Supply chain teams rely on classification systems to more efficiently and effectively improve patient outcomes while also improving costs. The use of classifications helps with supply chain teams’ category strategy as they help to compare products accurately, to quickly search a mountainous amount of data, and to align specific products to improve patient outcomes in a standardized way.
Moreover, healthcare supply chain teams utilize medical device classification systems in order to identify variables that determine the success or failure of a medical device. However, it is beneficial for hospitals to have more than one classification system, as some systems are helpful across different areas of the hospital. There are many classification systems that health systems can choose from. Five of the most common systems include the United Nations Standard Products and Services Code (UNSPSC), the Food and Drug Administration (FDA) Product Code, the Global Medical Device Nomenclature (GMDN), the Universal Medical Device Nomenclature System (UMDNS) and the Generic Implant Classification (GIC©). The robust nature (or lack thereof) of these systems drives all other data work and analysis in the supply chain. If health systems are relying on classification systems that were not designed for the specificity of clinical products and physician preference items, then it will impact the quality of its downstream analysis.
===============
#### Work to complete
In the text on healthcare supply chain classification systems, what does the abbreviation GMDN stand for?
===============
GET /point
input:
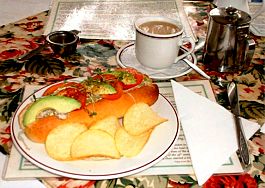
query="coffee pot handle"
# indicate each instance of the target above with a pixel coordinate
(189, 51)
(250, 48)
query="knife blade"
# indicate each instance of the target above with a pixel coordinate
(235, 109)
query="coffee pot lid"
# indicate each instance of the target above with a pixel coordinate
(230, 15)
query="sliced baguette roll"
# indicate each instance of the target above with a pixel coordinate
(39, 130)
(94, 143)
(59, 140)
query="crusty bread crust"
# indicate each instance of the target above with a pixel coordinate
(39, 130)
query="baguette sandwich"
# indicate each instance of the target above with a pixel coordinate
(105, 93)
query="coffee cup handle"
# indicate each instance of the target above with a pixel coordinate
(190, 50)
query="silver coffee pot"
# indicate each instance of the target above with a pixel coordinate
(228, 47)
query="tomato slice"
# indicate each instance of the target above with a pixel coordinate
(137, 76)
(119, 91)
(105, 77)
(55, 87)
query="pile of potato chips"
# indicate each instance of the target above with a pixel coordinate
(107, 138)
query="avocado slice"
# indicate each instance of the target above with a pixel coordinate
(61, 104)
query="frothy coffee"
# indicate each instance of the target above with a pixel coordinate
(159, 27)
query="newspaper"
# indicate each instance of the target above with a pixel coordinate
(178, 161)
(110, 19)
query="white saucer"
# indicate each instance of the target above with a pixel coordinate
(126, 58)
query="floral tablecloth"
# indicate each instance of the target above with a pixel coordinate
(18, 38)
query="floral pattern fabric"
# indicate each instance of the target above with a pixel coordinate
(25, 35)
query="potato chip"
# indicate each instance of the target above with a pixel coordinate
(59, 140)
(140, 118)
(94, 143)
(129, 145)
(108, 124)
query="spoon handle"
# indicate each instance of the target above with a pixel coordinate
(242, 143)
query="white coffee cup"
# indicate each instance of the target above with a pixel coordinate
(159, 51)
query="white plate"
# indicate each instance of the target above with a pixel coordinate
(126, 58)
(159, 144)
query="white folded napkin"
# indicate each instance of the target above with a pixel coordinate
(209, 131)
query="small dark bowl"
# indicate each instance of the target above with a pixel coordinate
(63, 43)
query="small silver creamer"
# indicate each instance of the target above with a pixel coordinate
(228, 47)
===============
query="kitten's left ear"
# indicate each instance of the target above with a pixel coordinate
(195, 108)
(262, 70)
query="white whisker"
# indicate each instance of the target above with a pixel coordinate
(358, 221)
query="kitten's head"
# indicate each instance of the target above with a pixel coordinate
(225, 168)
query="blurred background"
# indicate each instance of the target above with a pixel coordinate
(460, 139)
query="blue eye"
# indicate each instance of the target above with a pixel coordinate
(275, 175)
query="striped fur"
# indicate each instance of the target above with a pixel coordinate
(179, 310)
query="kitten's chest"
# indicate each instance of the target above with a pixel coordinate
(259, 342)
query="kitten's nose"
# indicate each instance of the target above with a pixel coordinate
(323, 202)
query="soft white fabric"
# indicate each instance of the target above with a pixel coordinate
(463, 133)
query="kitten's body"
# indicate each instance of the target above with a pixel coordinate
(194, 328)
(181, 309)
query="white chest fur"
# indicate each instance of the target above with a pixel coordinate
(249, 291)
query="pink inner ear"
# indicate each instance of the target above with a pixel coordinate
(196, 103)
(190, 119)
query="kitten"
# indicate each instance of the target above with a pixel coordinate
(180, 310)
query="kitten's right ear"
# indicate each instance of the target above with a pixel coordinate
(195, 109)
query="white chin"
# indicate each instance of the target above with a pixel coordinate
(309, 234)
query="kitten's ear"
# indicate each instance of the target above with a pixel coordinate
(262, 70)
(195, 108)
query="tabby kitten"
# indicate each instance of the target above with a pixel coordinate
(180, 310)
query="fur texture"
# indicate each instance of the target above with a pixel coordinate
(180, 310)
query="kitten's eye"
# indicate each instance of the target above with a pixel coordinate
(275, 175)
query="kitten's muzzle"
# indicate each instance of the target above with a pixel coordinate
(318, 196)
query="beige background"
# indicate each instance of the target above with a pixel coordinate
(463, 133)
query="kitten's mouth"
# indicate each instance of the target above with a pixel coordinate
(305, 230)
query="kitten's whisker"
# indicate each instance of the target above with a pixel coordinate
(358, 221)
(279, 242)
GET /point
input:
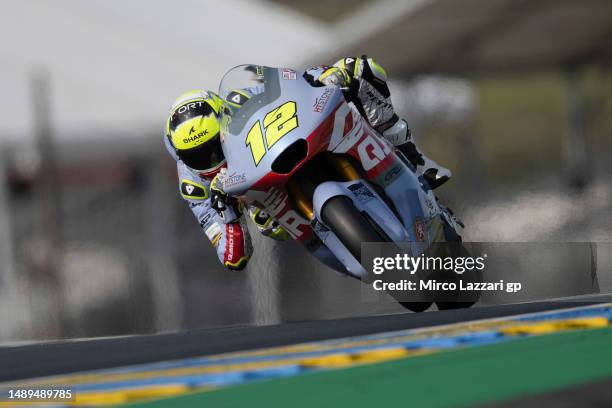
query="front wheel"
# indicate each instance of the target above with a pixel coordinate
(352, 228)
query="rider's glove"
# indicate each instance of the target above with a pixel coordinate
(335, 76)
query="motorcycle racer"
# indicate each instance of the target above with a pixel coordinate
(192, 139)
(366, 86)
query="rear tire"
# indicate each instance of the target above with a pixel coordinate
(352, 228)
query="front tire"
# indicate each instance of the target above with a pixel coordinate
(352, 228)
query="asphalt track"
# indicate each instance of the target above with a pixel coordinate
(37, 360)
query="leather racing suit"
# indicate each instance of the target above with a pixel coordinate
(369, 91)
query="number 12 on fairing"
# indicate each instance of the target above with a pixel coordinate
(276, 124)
===============
#### Solution for this exercise
Global Medical Device Nomenclature